Given text:
::::::

Day part of date

S

Sandy

In B2 I have 27/11/08
In A2 I am trying to extract the day as ddd (Thu in this case)

If I use =Day(B2) in A2 with the cell formatted as ddd I get Fri.
I tested in another cell with =B2 formatted as ddd - dd mmm yyyy and I
correctly get Thu - 27 Nov 2008. Why does the cell A2 result fail, and is
there an easy way to do this?

Sandy
 
R

RagDyeR

Since you've already formatted A2 to "ddd", use
=B2
as the formula in A2.
--

HTH,

RD
=====================================================
Please keep all correspondence within the Group, so all may benefit!
=====================================================

In B2 I have 27/11/08
In A2 I am trying to extract the day as ddd (Thu in this case)

If I use =Day(B2) in A2 with the cell formatted as ddd I get Fri.
I tested in another cell with =B2 formatted as ddd - dd mmm yyyy and I
correctly get Thu - 27 Nov 2008. Why does the cell A2 result fail, and is
there an easy way to do this?

Sandy
 
S

Sandy

RD
Certainly did the trick. Don't understand why =Day(B2) didn't work though.
Many thanks.
Sandy
 
R

RagDyeR

FWIW, in case you're interested in why Fri was returned,
if you read the Help file for the Day() function,
you'll see that the function expects a serial number as it's only argument.

::::::

(Rows from a pointing dataset)
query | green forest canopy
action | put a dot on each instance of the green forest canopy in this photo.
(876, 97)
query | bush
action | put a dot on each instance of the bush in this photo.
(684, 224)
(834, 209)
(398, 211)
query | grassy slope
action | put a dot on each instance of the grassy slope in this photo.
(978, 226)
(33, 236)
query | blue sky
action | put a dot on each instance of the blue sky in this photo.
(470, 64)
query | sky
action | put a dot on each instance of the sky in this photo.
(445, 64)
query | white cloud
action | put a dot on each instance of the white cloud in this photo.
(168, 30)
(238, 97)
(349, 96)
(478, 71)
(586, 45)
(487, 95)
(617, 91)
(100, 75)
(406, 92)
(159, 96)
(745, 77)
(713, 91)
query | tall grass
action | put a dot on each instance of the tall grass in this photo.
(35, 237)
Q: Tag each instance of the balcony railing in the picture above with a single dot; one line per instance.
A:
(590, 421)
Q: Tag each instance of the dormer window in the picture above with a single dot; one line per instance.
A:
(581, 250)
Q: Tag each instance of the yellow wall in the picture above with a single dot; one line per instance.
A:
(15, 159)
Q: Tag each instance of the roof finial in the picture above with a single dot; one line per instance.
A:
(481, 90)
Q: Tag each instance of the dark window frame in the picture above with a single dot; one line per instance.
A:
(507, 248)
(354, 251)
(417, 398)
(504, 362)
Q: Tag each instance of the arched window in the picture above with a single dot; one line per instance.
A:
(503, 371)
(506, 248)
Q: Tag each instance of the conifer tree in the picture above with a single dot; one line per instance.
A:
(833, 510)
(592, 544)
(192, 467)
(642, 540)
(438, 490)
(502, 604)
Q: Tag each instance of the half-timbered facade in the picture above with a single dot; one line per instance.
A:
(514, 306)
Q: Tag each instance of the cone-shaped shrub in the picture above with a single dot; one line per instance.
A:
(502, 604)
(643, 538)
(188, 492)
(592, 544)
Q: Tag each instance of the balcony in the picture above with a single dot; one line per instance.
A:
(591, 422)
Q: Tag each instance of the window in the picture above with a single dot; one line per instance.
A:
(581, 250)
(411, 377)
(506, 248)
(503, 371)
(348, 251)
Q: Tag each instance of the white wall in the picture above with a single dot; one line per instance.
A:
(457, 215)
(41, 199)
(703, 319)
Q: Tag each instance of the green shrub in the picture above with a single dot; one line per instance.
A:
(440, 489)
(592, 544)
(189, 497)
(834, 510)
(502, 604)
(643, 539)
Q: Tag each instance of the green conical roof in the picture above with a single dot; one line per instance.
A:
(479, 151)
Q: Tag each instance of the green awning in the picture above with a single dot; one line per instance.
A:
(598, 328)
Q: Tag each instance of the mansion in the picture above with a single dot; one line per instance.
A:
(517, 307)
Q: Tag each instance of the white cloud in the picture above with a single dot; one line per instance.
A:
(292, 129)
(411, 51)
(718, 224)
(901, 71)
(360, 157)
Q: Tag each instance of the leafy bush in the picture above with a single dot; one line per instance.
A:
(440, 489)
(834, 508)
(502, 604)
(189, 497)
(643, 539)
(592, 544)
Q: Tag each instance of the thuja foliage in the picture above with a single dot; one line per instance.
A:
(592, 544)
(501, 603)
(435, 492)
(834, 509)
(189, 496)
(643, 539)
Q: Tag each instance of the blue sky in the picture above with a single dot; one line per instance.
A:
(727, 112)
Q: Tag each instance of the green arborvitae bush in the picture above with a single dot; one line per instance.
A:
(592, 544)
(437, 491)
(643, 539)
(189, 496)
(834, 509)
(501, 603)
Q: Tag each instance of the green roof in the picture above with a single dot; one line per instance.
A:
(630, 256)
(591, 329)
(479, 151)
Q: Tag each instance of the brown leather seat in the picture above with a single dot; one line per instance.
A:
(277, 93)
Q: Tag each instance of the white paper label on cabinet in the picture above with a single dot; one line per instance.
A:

::::::

Task goal:
Reproduce the portion of the Excel day-of-week thread starting at "Since you've already" and ending at "all may benefit!". This material was drawn from a separate source.

Reply:
Since you've already formatted A2 to "ddd", use
=B2
as the formula in A2.
--

HTH,

RD
=====================================================
Please keep all correspondence within the Group, so all may benefit!